Supplied text:
<<<<
Sophie Barr didn’t hesitate to give part of her liver to her daughter fighting cancer. She immediately told the doctors she was ready for a transplant the moment she found out she was a compatible donor. With her mother’s love, baby Patricia’s life was saved, and she is finally living life outside of the hospital.
At three and a half months old, Patricia was diagnosed with cancer. Doctors found a tumour in her liver, and she immediately began chemotherapy at the start of the year. Despite how quickly doctors acted, Patricia’s condition was rapidly deteriorating; she was put in intensive care in so that doctors can monitor her closely. The medical staff informed her parents that the best course of action would be a transplant, so they agreed to put her on an emergency donor’s list at the Leeds Children’s Hospital.
>>>>
Dataset extract:
<<<<
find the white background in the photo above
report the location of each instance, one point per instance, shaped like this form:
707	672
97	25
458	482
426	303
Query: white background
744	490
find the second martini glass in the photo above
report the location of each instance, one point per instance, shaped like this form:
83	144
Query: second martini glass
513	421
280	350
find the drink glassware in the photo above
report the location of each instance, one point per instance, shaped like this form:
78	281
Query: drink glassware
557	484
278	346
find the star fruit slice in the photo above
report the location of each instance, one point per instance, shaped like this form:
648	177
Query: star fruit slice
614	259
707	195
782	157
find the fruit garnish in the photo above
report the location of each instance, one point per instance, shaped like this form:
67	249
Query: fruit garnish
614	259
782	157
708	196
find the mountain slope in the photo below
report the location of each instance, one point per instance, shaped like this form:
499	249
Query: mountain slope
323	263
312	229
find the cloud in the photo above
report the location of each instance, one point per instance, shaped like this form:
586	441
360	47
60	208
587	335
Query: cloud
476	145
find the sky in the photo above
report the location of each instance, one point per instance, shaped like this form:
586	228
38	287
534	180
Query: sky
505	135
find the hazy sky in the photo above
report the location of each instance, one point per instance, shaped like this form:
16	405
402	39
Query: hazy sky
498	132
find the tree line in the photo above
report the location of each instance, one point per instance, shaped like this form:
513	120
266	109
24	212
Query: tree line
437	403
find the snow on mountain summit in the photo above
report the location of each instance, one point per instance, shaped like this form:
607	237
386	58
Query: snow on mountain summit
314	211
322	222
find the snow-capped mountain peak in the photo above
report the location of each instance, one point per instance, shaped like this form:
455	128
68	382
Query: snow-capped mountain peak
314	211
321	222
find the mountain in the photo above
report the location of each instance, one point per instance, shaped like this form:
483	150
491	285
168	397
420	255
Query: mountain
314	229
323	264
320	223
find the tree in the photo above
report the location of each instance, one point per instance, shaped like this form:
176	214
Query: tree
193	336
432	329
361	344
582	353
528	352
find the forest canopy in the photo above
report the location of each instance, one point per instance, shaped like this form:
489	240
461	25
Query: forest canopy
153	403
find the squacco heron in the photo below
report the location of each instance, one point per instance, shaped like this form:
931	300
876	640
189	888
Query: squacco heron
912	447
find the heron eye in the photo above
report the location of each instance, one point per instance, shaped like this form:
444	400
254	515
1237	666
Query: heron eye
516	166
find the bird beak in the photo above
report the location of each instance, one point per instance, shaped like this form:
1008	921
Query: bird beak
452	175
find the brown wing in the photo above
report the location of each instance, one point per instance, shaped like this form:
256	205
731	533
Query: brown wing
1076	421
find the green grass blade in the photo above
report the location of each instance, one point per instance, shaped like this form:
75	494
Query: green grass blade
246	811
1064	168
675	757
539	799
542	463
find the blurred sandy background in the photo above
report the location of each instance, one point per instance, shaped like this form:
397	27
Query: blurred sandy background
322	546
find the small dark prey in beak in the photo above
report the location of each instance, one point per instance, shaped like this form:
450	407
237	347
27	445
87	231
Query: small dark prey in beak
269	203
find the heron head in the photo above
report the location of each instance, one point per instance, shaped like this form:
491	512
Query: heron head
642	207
>>>>
Instructions:
A - Answer these about the account of baby Patricia's liver transplant, one line each:
(i) How old was Patricia when she was diagnosed with cancer?
(ii) Part of which organ did Sophie Barr give to her daughter?
(iii) At which hospital was Patricia put on an emergency donor's list?
B - Pick up the account of baby Patricia's liver transplant after its final sentence and carry it forward.
The material has no connection to the account of baby Patricia's liver transplant.

Per-task outputs:
A -
(i) Three and a half months old.
(ii) Her liver.
(iii) The Leeds Children's Hospital.

B -
After anxiously waiting, a suitable donor was found in March. The relief, however, didn’t last very long. Doctors cancelled the procedure because upon examining the liver, they found that it was damaged. The desperate parents found a silver lining: Sophie was an eligible donor for her baby girl. Without hesitation, she told doctors that she wants to go ahead with the operation.
She didn’t think twice even when doctors informed her that the surgery has a one in 200 chance of being unsuccessful. The surgery took six hours, and doctors transplanted 20% of her liver to Patricia. Her husband anxiously waited for both his girls to make it through the surgery. Thankfully, they were both successful, and the girls made it out okay. Within a week, they saw a significant improvement in her condition.
Patricia underwent her last round of chemotherapy last April as a final treatment. At the end of all this, doctors told Patricia’s family that the baby girl will no longer need any treatment. Last Tuesday, they all happily celebrated her first birthday. Patricia’s parents hope that from now on, she can live a happy, normal, and healthy life. Thanks to a mother’s selflessness and unconditional love, a child was given a shot at life.